:: Instructions to follow ::
Go line by line through the data below and work out how many lines contain "tree"; the answer is that number alone.

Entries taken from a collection

- - -

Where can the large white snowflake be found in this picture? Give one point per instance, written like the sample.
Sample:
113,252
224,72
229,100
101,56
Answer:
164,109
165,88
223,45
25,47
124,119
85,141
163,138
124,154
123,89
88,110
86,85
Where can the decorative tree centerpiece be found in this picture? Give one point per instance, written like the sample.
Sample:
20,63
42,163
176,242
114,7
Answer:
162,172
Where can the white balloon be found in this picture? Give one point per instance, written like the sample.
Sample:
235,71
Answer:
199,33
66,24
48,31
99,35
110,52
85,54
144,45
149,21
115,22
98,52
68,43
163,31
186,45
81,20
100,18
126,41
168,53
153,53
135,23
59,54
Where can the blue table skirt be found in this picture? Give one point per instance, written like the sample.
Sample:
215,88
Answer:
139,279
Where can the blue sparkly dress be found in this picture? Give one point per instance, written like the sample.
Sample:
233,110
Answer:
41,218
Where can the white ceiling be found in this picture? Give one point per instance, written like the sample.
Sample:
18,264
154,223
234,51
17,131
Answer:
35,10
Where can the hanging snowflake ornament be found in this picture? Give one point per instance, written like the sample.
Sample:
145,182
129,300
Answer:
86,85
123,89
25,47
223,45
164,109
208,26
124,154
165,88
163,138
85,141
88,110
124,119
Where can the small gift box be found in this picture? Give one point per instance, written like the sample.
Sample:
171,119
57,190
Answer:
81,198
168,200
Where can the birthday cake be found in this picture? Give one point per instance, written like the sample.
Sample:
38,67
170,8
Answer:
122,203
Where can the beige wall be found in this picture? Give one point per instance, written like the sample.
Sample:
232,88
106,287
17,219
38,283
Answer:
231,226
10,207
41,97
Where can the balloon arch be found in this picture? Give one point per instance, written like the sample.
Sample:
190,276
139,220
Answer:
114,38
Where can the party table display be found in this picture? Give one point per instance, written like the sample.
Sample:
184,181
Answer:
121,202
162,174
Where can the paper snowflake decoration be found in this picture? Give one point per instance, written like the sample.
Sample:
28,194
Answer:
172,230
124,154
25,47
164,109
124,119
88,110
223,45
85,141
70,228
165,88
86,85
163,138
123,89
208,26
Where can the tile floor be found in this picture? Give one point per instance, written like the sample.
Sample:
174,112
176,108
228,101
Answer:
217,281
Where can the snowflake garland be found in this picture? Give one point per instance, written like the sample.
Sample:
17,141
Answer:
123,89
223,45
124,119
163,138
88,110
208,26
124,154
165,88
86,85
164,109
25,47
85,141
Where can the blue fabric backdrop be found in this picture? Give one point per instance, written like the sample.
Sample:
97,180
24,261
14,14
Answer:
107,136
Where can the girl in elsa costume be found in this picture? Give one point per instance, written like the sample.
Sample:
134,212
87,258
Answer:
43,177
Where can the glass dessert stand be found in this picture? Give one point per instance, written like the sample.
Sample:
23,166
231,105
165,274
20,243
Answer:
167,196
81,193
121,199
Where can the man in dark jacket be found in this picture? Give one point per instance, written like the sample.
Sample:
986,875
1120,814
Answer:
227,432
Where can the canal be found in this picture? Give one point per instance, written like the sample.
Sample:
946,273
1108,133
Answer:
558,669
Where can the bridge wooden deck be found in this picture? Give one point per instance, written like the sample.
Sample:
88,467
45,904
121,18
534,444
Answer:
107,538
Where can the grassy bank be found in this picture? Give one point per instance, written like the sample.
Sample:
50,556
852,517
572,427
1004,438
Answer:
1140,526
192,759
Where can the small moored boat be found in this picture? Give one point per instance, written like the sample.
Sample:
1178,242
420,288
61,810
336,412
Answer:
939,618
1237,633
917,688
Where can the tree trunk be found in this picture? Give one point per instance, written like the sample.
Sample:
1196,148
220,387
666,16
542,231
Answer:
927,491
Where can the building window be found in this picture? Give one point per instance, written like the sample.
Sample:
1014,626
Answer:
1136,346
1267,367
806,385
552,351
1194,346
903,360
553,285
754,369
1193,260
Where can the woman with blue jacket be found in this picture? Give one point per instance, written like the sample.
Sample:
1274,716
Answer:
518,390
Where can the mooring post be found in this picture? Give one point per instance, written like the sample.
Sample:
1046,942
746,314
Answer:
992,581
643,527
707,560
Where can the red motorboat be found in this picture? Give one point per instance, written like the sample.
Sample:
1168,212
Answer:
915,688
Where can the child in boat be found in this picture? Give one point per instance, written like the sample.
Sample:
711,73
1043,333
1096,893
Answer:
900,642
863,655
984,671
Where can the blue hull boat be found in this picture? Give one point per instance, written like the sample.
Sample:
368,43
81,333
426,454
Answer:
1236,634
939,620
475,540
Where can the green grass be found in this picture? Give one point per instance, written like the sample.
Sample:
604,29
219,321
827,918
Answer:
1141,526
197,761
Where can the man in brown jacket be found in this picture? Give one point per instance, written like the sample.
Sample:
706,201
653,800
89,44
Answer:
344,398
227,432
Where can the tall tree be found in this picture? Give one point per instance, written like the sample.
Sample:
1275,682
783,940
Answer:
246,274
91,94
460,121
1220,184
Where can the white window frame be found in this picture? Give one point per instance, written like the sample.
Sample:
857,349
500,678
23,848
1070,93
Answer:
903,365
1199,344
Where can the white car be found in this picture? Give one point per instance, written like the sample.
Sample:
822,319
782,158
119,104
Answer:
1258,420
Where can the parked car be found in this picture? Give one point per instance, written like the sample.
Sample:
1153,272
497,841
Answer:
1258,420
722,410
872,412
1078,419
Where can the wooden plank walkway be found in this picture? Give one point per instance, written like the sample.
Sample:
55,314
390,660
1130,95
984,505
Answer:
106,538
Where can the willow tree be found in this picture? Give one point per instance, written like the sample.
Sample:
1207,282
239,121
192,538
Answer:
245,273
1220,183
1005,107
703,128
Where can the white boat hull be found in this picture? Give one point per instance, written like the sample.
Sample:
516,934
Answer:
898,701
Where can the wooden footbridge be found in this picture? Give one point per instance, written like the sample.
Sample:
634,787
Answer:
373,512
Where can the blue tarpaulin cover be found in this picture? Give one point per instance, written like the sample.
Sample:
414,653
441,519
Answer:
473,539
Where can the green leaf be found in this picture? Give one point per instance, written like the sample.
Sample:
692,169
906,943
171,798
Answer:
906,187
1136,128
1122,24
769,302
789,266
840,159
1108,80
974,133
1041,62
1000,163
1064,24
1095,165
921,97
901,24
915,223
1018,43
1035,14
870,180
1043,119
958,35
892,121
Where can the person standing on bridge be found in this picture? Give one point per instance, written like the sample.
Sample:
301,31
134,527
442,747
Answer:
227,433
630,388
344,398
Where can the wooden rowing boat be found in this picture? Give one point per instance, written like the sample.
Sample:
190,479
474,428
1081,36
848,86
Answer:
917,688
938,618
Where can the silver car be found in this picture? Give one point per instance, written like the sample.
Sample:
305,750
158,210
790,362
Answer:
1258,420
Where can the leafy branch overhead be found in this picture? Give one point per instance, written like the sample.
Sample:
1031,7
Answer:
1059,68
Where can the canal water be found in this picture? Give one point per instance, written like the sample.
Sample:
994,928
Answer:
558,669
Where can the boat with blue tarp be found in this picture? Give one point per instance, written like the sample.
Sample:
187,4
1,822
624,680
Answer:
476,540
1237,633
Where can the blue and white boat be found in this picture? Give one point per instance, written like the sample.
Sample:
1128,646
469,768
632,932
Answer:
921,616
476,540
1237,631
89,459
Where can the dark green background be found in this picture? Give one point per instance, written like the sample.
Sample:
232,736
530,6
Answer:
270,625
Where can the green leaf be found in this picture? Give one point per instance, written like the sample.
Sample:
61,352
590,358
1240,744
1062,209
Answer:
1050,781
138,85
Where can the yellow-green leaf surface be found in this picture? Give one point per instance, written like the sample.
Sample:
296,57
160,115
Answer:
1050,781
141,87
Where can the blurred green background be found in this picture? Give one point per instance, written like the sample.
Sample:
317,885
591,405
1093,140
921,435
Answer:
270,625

- - -

:: Result for this exercise ::
4